Utility, North Carolina hit deal to close coal ash ponds

Duke Energy Corp. reached a settlement with North Carolina regulators and environmentalists to close its remaining coal ash ponds in the state, ending a long-running fight over cleaning up waste from power plants.

The settlement announced Thursday, which saves the company about $1.5 billion, requires Duke to remove nearly 80 million tons of coal ash. Seven basins will be fully excavated, and the waste will be shipped to lined landfills to prevent groundwater contamination. Two other sites will be partially excavated.

The deal ends a legal dispute with the state, which in April ordered the utility to excavate all the ponds. Duke's savings come from avoiding a full excavation at two sites, where lined landfills were built atop capped ash ponds. Duke estimated in April that excavating all of its ash basins across North and South Carolina would cost about $10.5 billion.

"This agreement significantly reduces the cost to close our coal ash basins in the Carolinas for our customers, while delivering the same environmental benefits as full excavation," Stephen De May, Duke Energy's North Carolina president, said in a statement.

Under the settlement, Duke's cleanup is expected to take 15-20 years and cost $8 billion to $9 billion across the Carolinas, including $2.4 billion that's already been spent.

Most coal ash left over from burning the fuel is stored at power plants, either in dry landfills or ponds. The sites -- which contain arsenic, boron, lead and other toxins -- are considered hazardous by environmentalists who say they pollute groundwater. The settlement announced Thursday was negotiated in part by the Southern Environmental Law Center, which has long pushed for cleaning up coal ash ponds in the U.S. Southeast.

"This agreement is the culmination of nine years of work by communities across North Carolina and puts in place the most extensive coal ash cleanup in the nation," Frank Holleman, senior attorney at the center, said in a statement.

-*-

Write the continuation of the article on the Duke Energy coal ash settlement, beginning after its final sentence. The entries that follow are independent material, unconnected to the article above.

-*-

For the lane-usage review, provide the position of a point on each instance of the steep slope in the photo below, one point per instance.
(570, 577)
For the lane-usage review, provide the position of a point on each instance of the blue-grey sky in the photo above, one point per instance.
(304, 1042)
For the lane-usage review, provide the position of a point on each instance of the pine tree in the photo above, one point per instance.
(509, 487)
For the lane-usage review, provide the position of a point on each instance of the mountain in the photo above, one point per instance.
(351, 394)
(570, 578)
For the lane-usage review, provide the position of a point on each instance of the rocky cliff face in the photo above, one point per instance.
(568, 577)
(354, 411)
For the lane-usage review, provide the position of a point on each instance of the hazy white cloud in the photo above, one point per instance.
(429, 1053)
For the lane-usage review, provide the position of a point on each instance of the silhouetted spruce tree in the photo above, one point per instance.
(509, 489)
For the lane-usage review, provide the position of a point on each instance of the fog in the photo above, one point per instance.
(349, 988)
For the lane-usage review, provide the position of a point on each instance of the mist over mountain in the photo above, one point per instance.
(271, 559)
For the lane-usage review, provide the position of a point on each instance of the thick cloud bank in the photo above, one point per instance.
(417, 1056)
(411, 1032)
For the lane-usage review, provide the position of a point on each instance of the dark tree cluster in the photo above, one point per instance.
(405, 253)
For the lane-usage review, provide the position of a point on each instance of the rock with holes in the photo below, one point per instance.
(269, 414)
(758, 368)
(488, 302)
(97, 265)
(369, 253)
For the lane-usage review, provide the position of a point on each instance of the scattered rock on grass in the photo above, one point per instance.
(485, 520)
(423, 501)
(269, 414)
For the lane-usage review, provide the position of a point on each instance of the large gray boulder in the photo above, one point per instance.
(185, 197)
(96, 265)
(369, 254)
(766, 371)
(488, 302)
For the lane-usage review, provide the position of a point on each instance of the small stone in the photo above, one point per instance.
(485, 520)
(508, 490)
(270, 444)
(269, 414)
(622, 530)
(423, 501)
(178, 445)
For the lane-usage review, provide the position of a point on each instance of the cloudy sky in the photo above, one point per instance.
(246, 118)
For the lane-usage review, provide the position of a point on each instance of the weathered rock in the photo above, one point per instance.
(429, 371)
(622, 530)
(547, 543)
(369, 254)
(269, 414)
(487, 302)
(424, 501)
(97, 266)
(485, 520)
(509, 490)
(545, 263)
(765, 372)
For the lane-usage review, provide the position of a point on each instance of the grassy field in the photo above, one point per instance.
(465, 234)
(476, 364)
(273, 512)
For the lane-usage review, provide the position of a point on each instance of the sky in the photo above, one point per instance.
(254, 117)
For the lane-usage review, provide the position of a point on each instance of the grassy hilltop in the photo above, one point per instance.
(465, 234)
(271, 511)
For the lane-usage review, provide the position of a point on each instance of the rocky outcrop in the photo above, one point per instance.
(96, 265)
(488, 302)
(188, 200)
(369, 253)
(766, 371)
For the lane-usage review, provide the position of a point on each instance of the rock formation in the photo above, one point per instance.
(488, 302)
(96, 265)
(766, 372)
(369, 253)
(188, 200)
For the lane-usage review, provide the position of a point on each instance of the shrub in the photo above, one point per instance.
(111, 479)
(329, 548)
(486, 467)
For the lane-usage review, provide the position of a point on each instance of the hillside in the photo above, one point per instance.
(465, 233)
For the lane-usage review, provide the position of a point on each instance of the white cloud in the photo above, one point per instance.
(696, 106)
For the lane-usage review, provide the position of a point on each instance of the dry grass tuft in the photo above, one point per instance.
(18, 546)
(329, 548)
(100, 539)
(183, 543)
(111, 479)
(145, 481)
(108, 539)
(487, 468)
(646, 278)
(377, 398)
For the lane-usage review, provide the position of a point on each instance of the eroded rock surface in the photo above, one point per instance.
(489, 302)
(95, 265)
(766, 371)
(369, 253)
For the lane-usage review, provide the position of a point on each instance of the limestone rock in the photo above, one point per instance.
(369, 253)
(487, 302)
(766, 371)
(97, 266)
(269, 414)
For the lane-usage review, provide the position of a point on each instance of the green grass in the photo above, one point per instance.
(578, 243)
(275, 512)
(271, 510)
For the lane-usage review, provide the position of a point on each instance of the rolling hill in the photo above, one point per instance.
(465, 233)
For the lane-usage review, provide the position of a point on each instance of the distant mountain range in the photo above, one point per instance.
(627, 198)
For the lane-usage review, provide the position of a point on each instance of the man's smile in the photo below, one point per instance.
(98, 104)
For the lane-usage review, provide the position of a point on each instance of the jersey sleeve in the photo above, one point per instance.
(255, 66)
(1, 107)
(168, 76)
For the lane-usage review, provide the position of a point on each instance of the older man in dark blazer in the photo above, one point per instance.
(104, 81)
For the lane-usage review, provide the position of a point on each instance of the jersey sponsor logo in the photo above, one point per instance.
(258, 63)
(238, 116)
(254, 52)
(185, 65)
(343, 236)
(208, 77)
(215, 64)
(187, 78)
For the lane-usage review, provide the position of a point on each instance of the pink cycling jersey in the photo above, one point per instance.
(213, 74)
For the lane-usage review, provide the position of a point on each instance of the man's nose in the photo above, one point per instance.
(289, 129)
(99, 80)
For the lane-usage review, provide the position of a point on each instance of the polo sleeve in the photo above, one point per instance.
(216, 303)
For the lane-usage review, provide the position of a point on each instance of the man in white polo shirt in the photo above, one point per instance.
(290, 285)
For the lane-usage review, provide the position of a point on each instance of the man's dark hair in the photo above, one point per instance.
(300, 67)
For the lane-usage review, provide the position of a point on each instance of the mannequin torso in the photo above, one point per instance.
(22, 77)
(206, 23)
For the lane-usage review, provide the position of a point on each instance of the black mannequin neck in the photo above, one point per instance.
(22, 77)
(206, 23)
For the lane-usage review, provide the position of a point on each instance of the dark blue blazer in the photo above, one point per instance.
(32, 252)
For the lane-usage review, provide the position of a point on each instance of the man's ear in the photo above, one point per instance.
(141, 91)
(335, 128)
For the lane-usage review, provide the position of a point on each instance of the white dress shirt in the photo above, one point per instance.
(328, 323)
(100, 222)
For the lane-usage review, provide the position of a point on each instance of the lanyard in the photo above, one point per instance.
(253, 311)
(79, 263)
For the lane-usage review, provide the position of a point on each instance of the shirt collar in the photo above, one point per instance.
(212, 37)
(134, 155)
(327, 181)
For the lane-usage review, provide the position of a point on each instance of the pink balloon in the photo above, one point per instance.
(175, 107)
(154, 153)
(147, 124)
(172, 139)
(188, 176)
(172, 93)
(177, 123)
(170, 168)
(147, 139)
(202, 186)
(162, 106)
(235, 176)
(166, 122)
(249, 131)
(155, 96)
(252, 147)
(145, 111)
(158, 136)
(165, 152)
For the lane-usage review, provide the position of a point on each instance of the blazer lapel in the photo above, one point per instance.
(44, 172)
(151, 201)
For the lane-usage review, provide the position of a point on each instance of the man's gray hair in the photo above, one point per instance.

-*-

ANSWER SPACE:
Duke shares fell as much as 0.9% Thursday as the utility sector at large declined. Nonetheless, Guggenheim Securities analysts led by Shahriar Pourreza said the settlement was positive for the company and expressed optimism that regulators would allow Duke to recover the cleanup costs from customers.

"Bottom line: this helps to remove the [North Carolina] coal ash overhang that certainly was a headline concern for many investors," Pourreza said in a research note.

The issue of coal ash storage drew national attention after a spill in Tennessee in 2008. Cleanup became a priority in North Carolina after a 2014 leak from a Duke Energy site left coal ash coating 70 miles of the Dan River on the state's border with Virginia.

Duke Energy pleaded guilty in 2015 to federal environmental crimes after an investigation found that the company allowed coal ash dumps at five power plants to leak toxic waste into water supplies. The company agreed to pay $102 million in fines and restitution.

In 2018, Duke Energy agreed to pay a $156,000 penalty for similar state environmental violations at three other power plants after pollution entered groundwater and the adjoining Catawba and Broad rivers.

Information for this article was contributed by David R. Baker and Will Wade of Bloomberg News; and by staff members of The Associated Press.